— Start Text passage —

Sunday, February 5, 2017

SDTM-IG v3.2 Conformance Rules v1.0 - First implementation experiences

This weekend, I started implementing the just published "SDTM-IG v.3.2 Conformance Rules v.1.0" under the umbrella of the "Open Rules for CDISC Standards" initiative, an initiative of a number of CDISC volunteers (not a formal team) to implement CDISC conformance rules in a vendor-neutral, open (non-propriety), free, machine-executable but also human-readable format. For this, the W3C open standard "XQuery" was selected, as it makes the rules-implementation independent from the tool used, i.e. everyone can generate tools that implement XQuery and the published rules.

This is not new: also the earlier published FDA, PMDA and CDISC-ADaM rules have been implemented in XQuery (as far as they make sense) and can be downloaded and used by everyone.

The new published SDTM-IG rules come as an Excel file. This is unfortunate, as this format does not allow to use the rules directly in software: the rules need to be read (by a human), interpreted, and then "translated" into software. This is far from ideal, as it leaves a lot of "wiggle room" in the interpretation of the rules. Fortunately however, the team published the rules with sets of pseudocode, with a "precondition" like "VISITNUM ^= null" (meaning: the value of VISITNUM is not null) and the rule itself, like "VISITNUM in SV.VISITNUM". So the rule can be read as "when VISITNUM is not null, then its value must be found in the SV dataset as a VISITNUM value".
This is a great step forward relative to the FDA conformance rules, which are "narrative text only" rules, and which sometimes seem to be just the result of the "CDISC complaint box" at the White Oak Campus.

It is now Sunday noon, and I could already implement about 40 rules (there are 400 of them), so there is still a lot of work to do. But I would already start sharing my first impressions:
  • Not all rules are implementable. Some of the rules are currently not "programmable", as they require information that is not in the datasets or define.xml. An example is "The sponsor does not have the discretion to exclude permissible variables when they contain data" (rule CG0015). Essentially, this is about traceability back to the study design and collected data sets (both usually in CDISC ODM format). Maybe in future the "Trace-XML extension", developed by Sam Hume, can help solving this.

— End Text passage —
— Start Data lines —

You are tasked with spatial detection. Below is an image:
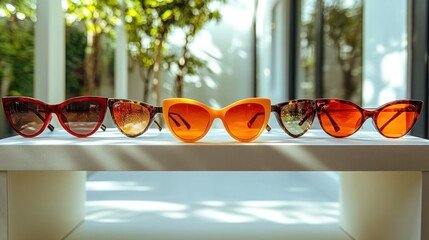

— End Data lines —

> _Set task 1_: In the blog post on the SDTM-IG conformance rules, repeat word for word the part that opens with the words containing "Sunday, February 5, 2017" and closes with "the published rules.".
> _Set task 2_:
Answer these questions from the blog post on the SDTM-IG conformance rules:
(a) Which W3C open standard was selected for implementing the rules?
(b) In what file format were the new SDTM-IG rules published?
(c) By Sunday noon, about how many rules had been implemented, and how many are there in total?
> _Set task 3_: Carry the blog post on the SDTM-IG conformance rules further from the point where it stops.

> _Task result 1_:
Sunday, February 5, 2017

SDTM-IG v3.2 Conformance Rules v1.0 - First implementation experiences

This weekend, I started implementing the just published "SDTM-IG v.3.2 Conformance Rules v.1.0" under the umbrella of the "Open Rules for CDISC Standards" initiative, an initiative of a number of CDISC volunteers (not a formal team) to implement CDISC conformance rules in a vendor-neutral, open (non-propriety), free, machine-executable but also human-readable format. For this, the W3C open standard "XQuery" was selected, as it makes the rules-implementation independent from the tool used, i.e. everyone can generate tools that implement XQuery and the published rules.

> _Task result 2_:
(a) XQuery
(b) An Excel file
(c) About 40 had been implemented, out of 400

> _Task result 3_:
    The Excel worksheet has a column "Programmable" (Y/N/C) and a column "Programmable Flag Comment", but I noticed that these are not always correct: I found rules that were stated to be non-programmable but which I think can be programmed, and vice versa.
  • Not all rules are very clear. Most of them are very clear, thanks to the "pseudo-code" that has been published, but sometimes, this is not enough. An example is:
    "Variable Role = IG Role for domains in IG, Role = Model Role for custom domains". Now, the "Role" is not in the dataset, and usually also not in the define.xml, as a "Role" is only necessary for non-standard variables, and is otherwise supposed to be the one from the IG or model. So what is the rule here? What is checked? I have no idea!
    In other cases, I needed to look into the "public comments" document to understand the details of the rule. It would have been great if the published document would also have had a "rule details" column with extra explanation, with inclusion of the anwers to the questions from the public review period.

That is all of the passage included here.